═════ MATERIAL TO PROCESS ═════

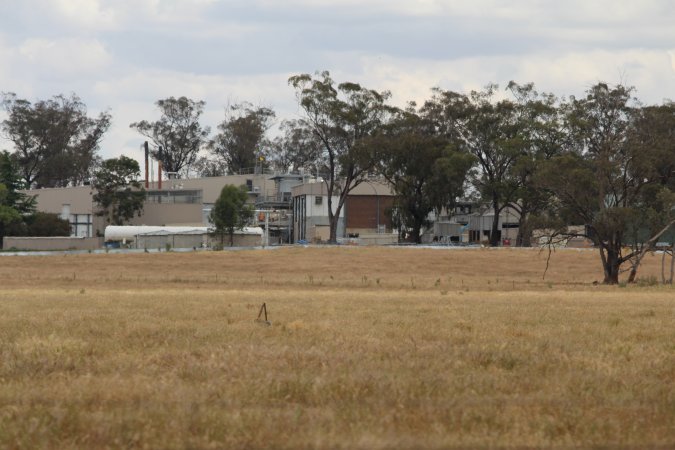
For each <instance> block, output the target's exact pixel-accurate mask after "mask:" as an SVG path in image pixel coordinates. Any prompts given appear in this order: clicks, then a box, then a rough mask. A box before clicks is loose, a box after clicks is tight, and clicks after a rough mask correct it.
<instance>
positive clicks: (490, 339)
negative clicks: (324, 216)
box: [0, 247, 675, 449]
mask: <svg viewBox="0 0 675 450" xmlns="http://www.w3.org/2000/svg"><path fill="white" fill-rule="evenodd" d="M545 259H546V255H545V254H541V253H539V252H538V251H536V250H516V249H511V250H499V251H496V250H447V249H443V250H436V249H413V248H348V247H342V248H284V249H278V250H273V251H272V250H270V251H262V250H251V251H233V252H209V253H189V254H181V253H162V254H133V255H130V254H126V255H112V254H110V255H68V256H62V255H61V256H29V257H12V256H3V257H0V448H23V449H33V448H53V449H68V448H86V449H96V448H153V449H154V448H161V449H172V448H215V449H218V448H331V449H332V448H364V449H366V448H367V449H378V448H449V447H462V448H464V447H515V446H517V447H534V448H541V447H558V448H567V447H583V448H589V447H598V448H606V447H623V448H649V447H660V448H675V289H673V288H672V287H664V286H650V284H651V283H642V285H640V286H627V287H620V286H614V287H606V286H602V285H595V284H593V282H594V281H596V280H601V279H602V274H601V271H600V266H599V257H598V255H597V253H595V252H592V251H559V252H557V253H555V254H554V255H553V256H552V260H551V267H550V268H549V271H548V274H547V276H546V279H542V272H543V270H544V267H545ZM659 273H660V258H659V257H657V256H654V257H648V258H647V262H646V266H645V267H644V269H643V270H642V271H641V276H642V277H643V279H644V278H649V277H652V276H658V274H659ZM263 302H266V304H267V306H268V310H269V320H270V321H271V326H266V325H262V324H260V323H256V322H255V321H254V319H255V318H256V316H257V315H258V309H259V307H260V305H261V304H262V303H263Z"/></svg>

═════
═════ MATERIAL TO PROCESS ═════

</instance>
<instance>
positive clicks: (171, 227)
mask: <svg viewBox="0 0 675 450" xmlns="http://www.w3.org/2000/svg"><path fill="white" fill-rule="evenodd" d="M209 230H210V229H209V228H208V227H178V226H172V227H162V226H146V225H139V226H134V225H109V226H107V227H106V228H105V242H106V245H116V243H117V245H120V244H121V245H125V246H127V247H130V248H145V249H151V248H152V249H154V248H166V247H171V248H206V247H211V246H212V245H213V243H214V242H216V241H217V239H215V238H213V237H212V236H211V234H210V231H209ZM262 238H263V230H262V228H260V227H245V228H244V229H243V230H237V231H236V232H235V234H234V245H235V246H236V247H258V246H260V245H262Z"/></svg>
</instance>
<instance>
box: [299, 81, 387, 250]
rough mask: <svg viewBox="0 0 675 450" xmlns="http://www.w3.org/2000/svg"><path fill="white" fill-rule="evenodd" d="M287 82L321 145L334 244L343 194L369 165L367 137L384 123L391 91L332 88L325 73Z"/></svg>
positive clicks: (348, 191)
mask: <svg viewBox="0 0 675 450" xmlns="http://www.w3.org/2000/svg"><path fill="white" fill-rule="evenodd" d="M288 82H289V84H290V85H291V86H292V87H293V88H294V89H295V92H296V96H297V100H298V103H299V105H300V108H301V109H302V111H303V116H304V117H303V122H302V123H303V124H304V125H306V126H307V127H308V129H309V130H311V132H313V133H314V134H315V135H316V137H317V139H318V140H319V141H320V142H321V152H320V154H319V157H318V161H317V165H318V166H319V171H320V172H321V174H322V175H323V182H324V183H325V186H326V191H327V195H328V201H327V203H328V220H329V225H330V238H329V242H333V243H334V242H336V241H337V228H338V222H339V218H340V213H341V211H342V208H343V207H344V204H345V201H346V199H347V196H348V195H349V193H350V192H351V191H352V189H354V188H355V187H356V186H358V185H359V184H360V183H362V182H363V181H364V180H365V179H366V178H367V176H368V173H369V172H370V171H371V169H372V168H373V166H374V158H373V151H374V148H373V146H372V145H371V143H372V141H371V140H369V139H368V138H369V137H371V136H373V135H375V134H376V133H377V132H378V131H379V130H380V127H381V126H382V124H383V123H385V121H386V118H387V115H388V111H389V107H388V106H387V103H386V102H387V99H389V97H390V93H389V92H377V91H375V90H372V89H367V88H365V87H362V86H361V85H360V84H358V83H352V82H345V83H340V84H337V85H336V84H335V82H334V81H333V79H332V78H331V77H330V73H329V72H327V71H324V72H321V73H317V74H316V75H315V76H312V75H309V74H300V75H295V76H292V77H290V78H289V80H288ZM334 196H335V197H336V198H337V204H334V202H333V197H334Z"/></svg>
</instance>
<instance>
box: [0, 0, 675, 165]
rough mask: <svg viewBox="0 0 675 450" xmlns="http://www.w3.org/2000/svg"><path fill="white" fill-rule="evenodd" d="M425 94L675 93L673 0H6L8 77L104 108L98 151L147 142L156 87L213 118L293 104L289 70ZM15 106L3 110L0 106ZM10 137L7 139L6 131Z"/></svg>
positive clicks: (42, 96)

═════

> [TASK TO CARRY OUT]: Rename "clicks" to "points" in everything from the line containing "For each <instance>" down to the line containing "box: [0, 247, 675, 449]". Return only those lines, with nothing else changed.

> [ANSWER BELOW]:
For each <instance> block, output the target's exact pixel-accurate mask after "mask:" as an SVG path in image pixel coordinates. Any prompts given appear in this order: points, then a box, then a rough mask. A box before points is loose, a box after points is tight, and points after a rough mask correct it.
<instance>
positive points: (490, 339)
negative points: (324, 216)
box: [0, 247, 675, 449]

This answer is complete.